►

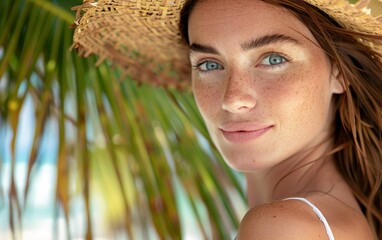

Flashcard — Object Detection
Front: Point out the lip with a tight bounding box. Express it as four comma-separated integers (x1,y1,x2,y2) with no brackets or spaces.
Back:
220,122,273,143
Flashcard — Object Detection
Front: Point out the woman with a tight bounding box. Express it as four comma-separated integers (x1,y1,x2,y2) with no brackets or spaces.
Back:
75,0,382,240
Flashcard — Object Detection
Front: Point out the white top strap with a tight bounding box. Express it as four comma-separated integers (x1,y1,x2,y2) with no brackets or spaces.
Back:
284,197,334,240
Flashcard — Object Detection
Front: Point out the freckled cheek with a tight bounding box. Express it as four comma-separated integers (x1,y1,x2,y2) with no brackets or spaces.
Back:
193,80,221,120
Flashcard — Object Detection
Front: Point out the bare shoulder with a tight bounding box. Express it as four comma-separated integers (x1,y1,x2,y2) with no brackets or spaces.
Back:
236,198,373,240
237,201,327,240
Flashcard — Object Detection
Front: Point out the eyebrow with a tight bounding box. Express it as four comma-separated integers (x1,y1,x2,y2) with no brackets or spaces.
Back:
240,34,300,51
190,34,300,54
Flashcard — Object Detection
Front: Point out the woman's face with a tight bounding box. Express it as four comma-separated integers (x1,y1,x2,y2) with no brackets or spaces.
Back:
189,0,343,171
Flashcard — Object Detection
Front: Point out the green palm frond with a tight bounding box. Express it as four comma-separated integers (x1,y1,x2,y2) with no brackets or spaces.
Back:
0,0,245,239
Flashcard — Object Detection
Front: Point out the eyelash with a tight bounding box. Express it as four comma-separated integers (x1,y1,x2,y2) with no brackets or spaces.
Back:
192,52,290,73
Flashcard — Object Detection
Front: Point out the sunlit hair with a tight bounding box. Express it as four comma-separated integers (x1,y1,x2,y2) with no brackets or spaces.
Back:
180,0,382,239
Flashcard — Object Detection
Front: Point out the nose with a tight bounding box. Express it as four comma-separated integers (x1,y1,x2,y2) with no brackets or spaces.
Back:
222,72,256,113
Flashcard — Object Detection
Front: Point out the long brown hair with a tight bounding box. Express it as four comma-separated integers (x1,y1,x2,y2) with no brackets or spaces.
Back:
180,0,382,239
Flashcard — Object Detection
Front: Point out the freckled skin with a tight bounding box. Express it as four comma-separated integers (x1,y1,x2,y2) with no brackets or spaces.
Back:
189,0,342,172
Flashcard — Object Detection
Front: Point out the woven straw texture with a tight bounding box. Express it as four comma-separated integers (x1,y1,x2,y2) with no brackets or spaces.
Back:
72,0,382,89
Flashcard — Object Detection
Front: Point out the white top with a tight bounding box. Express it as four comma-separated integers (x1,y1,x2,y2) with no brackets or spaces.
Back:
284,197,334,240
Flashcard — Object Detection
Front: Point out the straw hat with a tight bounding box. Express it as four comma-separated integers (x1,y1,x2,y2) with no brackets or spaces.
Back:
72,0,382,89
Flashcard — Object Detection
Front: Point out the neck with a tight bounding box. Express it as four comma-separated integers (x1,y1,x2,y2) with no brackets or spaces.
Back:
245,142,342,208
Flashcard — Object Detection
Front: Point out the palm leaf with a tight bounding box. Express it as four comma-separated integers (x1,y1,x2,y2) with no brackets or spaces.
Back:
0,0,245,239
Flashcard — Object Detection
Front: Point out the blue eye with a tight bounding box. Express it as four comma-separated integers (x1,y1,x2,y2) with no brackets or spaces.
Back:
261,54,287,65
196,61,223,71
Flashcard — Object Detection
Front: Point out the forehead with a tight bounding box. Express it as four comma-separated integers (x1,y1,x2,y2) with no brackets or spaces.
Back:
188,0,316,45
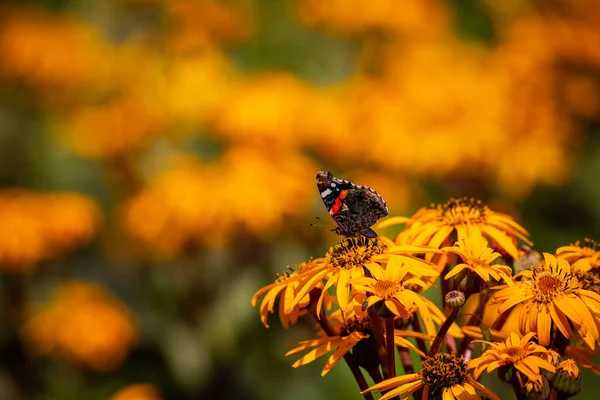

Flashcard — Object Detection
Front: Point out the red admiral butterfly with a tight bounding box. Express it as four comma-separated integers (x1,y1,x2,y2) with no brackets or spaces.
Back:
317,171,387,238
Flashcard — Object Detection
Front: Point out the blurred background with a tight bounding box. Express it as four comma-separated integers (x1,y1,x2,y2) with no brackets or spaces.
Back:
0,0,600,400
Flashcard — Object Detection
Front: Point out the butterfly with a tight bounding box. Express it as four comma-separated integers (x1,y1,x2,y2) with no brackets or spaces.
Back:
317,171,388,238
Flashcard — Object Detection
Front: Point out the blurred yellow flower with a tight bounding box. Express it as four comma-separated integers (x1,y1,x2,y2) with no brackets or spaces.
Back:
0,8,105,95
0,189,101,270
210,73,311,149
124,147,315,256
161,0,253,52
108,383,162,400
556,239,600,271
299,0,451,35
58,96,163,157
165,51,239,126
21,282,137,371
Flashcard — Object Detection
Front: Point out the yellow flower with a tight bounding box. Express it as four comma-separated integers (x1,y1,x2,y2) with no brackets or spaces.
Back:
469,332,556,380
493,253,600,348
286,296,431,376
21,282,137,371
163,0,251,52
442,236,513,286
0,189,101,270
57,96,164,157
289,236,437,316
40,192,102,255
565,341,600,376
252,259,330,329
363,353,500,400
299,0,450,35
211,73,312,148
392,198,531,259
349,256,441,336
556,239,600,271
109,383,162,400
123,147,315,257
0,7,106,92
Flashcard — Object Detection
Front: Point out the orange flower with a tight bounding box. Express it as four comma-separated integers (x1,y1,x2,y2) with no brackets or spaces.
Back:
21,282,137,371
362,353,500,400
58,96,163,157
0,189,101,270
493,253,600,349
108,383,162,400
0,10,105,95
556,239,600,271
379,198,531,259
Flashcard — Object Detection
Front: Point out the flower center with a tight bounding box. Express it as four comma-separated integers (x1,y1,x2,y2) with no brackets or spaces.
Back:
467,257,490,268
530,270,581,303
325,238,386,269
373,281,401,300
437,197,486,226
419,353,468,395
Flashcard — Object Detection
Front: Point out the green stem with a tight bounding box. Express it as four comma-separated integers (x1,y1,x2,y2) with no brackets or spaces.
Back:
308,289,374,400
412,313,427,361
384,318,396,379
427,308,460,357
367,306,389,376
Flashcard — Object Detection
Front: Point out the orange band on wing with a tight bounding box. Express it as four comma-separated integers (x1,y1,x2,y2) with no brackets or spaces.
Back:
331,190,348,215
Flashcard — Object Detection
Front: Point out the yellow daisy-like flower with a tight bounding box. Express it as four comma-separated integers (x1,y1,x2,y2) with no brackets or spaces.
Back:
442,236,513,286
493,253,600,348
252,259,322,329
378,198,531,259
551,360,582,397
288,236,437,318
556,239,600,271
468,332,556,380
350,256,437,335
363,353,499,400
565,342,600,376
286,296,431,376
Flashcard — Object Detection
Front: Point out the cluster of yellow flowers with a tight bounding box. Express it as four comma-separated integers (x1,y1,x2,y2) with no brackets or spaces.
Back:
0,189,101,271
21,282,137,371
0,0,600,260
252,198,600,399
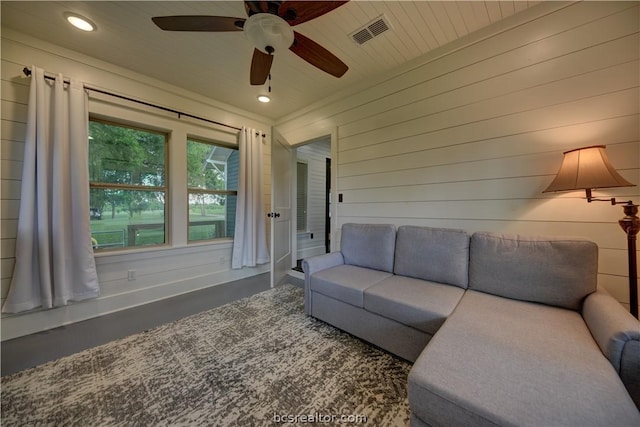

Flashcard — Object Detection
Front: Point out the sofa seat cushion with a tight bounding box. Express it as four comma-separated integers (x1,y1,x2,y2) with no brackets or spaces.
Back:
408,290,640,426
310,265,391,308
364,276,464,335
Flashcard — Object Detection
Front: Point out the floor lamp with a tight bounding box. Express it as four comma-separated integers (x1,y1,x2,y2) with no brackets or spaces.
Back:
543,145,640,319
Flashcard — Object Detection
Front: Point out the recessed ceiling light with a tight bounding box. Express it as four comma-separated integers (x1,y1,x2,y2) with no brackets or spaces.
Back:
64,12,96,32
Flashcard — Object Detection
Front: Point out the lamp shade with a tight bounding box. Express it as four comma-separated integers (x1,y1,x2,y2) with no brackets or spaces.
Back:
543,145,634,193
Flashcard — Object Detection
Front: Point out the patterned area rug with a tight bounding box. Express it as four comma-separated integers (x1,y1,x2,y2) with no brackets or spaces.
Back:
2,285,411,426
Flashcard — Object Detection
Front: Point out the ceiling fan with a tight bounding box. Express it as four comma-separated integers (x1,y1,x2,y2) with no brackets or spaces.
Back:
152,0,349,85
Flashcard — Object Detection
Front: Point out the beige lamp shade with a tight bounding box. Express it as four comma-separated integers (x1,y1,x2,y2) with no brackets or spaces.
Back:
543,145,634,193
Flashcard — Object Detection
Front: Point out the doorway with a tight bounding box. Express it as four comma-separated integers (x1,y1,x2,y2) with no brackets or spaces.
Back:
294,135,331,271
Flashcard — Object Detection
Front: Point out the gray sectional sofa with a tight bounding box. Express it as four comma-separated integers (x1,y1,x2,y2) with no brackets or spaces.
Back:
303,224,640,427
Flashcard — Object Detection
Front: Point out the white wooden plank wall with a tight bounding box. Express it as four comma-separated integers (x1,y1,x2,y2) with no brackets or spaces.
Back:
277,2,640,314
0,29,271,340
296,140,331,259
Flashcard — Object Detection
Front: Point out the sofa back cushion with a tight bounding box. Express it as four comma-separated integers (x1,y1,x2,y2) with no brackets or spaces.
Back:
469,233,598,310
394,225,469,289
340,224,396,273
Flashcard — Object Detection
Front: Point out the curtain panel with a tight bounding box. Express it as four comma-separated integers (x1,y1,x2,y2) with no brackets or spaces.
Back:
2,67,100,313
231,127,269,269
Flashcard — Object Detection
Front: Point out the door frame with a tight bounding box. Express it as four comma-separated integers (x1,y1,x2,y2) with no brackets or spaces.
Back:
291,128,338,268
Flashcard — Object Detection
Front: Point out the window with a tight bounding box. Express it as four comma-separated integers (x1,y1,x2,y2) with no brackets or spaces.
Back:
88,119,167,249
187,140,239,242
296,162,309,232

◄

과제 설명 = 데이터 맨 앞부터 "193,80,221,120"가 들어 있는 줄까지 전부를, 양 끝 줄도 포함해 한 글자도 바꾸지 말고 그대로 옮겨 적으세요. 그림은 답에서 빼세요.

답 =
Flashcard — Object Detection
Front: Point out the lip with a tight bounding box. Express it as four comma-separated integers (x1,y1,x2,y2) with no brackets or spaces.
Back:
220,122,273,143
Flashcard — Object Detection
Front: Point out the woman with a tight bounding box. Express it as four comma-separated integers (x1,y1,x2,y2) with no brackets or spaces.
Back:
75,0,382,240
Flashcard — Object Detection
Front: Point out the white top strap with a tight bounding box. Express it as four comma-separated integers (x1,y1,x2,y2) with no brackets or spaces.
Back:
284,197,334,240
Flashcard — Object Detection
Front: Point out the freckled cheek with a tight bounding box. Express it as four comma-separated integers (x1,y1,x2,y2) with no brackets or spaces.
Back:
193,80,221,120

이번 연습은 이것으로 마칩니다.